Aufgabe 1.
Gib den Text über den Löwen-Nachwuchs vollständig und wortgetreu wieder.
+ + + + + + +
Zum Löwen-Weg soll weiterhin gehören, dass Spieler aus dem eigenen Nachwuchs ins Bundesligateam eingebaut werden. Kommt man so auch in der Bundesliga nach oben?
Abt: Im Löwen-Nachwuchs gibt es sehr, sehr talentierte Spieler. Ab einem bestimmten Zeitpunkt sind diese Spieler aber in gewisser Weise auch für sich selbst verantwortlich. Wir werden ihnen genügend Türen öffnen. Aber es ist auch immer klar, dass gerade in der Bundesliga letztendlich nicht das Alter, sondern die faktische Qualität entscheidet und gebraucht wird. Deswegen geht es um clevere Lösungen und man muss das eine oder andere Talent vielleicht einmal zwei Jahre woanders hingehen lassen, damit es danach vielleicht für die Löwen infrage kommt.
+ + + + + + +
Aufgabe 2.
Wie viele der Zeilen unten enthalten das Wort „scrub“? Antworte nur mit der Zahl.

Datensätze zum Zeigen:
+ + + + + + +
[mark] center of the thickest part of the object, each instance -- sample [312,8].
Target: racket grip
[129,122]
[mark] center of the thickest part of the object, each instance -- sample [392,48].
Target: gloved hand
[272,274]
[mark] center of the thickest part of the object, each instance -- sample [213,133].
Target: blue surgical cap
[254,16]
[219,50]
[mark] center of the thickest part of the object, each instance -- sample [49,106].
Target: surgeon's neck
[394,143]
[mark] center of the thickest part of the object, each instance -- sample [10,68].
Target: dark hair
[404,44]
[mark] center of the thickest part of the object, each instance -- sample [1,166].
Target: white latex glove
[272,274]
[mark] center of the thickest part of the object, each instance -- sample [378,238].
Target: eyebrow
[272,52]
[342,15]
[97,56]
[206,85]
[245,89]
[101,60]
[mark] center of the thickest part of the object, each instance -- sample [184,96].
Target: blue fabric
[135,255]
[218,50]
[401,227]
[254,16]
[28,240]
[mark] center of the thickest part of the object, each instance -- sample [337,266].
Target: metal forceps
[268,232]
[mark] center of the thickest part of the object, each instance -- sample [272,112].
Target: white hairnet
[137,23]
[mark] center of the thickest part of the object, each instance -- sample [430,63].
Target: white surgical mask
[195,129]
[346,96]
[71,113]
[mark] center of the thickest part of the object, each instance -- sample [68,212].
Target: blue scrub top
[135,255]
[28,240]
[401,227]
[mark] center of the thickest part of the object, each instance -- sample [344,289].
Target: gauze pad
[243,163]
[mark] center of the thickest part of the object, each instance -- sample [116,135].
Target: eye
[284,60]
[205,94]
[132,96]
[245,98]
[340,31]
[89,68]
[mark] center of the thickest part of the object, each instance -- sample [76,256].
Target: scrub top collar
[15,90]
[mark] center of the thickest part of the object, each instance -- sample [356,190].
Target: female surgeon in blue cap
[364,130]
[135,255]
+ + + + + + +
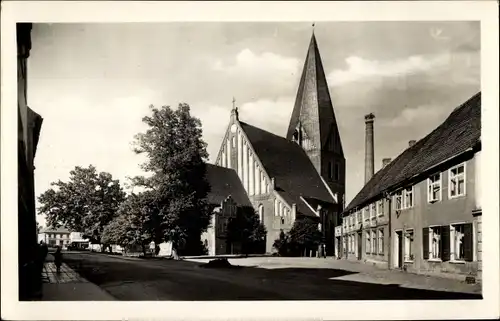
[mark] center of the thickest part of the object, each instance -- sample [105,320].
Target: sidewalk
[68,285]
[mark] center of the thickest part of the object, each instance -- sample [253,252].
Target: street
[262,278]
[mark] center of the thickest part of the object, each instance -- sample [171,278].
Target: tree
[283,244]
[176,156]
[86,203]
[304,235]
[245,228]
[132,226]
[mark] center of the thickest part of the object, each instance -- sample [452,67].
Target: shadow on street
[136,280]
+ + + + + + +
Fertige Antwort 1.
Zum Löwen-Weg soll weiterhin gehören, dass Spieler aus dem eigenen Nachwuchs ins Bundesligateam eingebaut werden. Kommt man so auch in der Bundesliga nach oben?
Abt: Im Löwen-Nachwuchs gibt es sehr, sehr talentierte Spieler. Ab einem bestimmten Zeitpunkt sind diese Spieler aber in gewisser Weise auch für sich selbst verantwortlich. Wir werden ihnen genügend Türen öffnen. Aber es ist auch immer klar, dass gerade in der Bundesliga letztendlich nicht das Alter, sondern die faktische Qualität entscheidet und gebraucht wird. Deswegen geht es um clevere Lösungen und man muss das eine oder andere Talent vielleicht einmal zwei Jahre woanders hingehen lassen, damit es danach vielleicht für die Löwen infrage kommt.

Fertige Antwort 2.
2